PROBLEM REQUIREMENTS ▸ Transcribe the records below exactly.

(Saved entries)
►

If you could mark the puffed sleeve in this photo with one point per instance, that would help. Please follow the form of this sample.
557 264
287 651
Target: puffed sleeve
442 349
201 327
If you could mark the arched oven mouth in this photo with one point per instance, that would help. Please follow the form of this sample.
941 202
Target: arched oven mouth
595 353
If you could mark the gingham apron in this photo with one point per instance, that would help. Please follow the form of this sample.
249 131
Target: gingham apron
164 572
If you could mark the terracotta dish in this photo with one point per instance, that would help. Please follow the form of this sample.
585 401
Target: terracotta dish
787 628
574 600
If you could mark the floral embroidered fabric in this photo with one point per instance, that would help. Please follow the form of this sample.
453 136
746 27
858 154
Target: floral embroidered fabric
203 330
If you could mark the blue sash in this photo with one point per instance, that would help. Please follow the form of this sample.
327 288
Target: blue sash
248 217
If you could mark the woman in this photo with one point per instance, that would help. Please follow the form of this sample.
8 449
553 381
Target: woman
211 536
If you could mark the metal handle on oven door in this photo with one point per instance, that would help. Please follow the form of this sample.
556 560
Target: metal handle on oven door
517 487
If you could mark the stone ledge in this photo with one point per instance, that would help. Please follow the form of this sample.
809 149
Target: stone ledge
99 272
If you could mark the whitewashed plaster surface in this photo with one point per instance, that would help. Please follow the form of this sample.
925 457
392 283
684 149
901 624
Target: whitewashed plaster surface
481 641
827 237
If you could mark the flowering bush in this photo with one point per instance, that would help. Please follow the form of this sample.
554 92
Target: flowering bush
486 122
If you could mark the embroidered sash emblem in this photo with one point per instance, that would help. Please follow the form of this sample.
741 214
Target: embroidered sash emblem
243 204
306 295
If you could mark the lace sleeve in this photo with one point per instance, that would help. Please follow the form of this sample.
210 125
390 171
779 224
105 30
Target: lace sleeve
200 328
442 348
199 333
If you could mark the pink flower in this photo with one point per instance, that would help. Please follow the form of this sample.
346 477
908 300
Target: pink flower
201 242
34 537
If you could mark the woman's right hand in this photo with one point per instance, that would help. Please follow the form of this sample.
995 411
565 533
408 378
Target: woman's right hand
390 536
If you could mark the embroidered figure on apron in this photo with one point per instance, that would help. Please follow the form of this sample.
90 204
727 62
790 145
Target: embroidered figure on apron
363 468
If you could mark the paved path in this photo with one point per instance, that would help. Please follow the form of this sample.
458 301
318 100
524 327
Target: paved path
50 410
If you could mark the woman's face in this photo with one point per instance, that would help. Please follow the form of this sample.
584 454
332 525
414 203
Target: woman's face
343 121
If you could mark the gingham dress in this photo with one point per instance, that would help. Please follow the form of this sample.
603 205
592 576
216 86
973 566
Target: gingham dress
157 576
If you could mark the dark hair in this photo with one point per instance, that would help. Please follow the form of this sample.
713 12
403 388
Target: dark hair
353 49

◄

OUTPUT FOR THIS EXERCISE ▸
If you could mark the puffed sleeve in this photo with one point per instance, that would help. Please follow the form of this sample.
557 264
287 651
Target: puffed sleeve
442 349
201 327
If you could mark the arched oven mouth in this photo with one point per instance, that would help. Please follow the form of this sample.
941 202
Target: arched oven mouth
595 353
If you could mark the gingham apron in this photo with one point per instance, that would help. Please follow the form of this sample.
249 131
Target: gingham apron
164 572
If you could mark the terracotta dish in this photo with one point per instance, that would help. Please follow the form of this sample.
585 401
Target: terracotta dish
787 628
574 600
If you could mark the floral embroidered fabric in this photo with one point per instance, that would help. Please follow the form of this sample.
453 136
746 27
858 154
Target: floral embroidered fabric
203 330
If you could mark the blue sash in this photo with one point per instance, that would help. Please follow the form of this sample.
327 288
Target: blue sash
248 217
If you could mark the woman in this photo with one point per instance, that would help. Please follow the form of this sample.
8 449
553 381
Target: woman
211 536
If you could mark the metal handle on oven door in this photo with one point per instance, that would help. Please follow the form of this sample.
556 560
Target: metal handle on oven door
517 487
If you could mark the stone ledge in this photo with one point per instance, that would help. Please follow the form of this sample.
809 149
Target: stone ledge
99 272
If you could mark the whitewashed plaster surface in this photo with one point per instance, that would help. Please follow the form of this sample.
925 457
392 283
684 149
901 624
Target: whitewashed plaster surface
481 641
827 237
If you could mark the flowering bush in this photo with one point per instance, that would help. Please follow the form of this sample.
554 92
Target: flowering bush
486 122
If you could mark the embroidered sash emblem in this photo with one point per instance, that would help. Please follow the form of this sample.
741 214
Target: embroidered sash emblem
243 204
306 295
If you could mark the lace sleeve in this photo with one point per instance, that would help. Please follow the form of this sample.
210 125
390 171
779 224
105 30
Target: lace sleeve
200 328
442 348
199 333
If you could mark the pink flower in this photo with one point per instance, that would help. Please follow the form of this sample.
346 477
908 300
Target: pink flower
201 242
34 537
If you could mark the woman's right hand in this photo with one point per instance, that would help. Please follow the form of this sample.
995 411
565 533
408 378
Target: woman's right hand
390 536
If you could mark the embroidered figure on apron in this photo with one point per instance, that would help. Please follow the form of this sample.
90 204
727 62
790 145
Target: embroidered figure on apron
363 468
If you could mark the paved path in this photo with one point per instance, that would help. Please follow the form of this sample.
458 301
318 100
524 327
Target: paved path
50 410
If you could mark the woman's face in this photo with one point per instance, that would help. Please follow the form of this sample.
584 454
332 525
414 203
Target: woman's face
343 121
If you could mark the gingham dress in this photo with one point per instance, that would help. Please follow the form of this sample.
603 205
592 576
216 86
973 566
Target: gingham dress
157 576
If you could mark the dark hair in this photo with one point per instance, that would help. Please follow the form of this sample.
713 12
403 388
Target: dark hair
353 49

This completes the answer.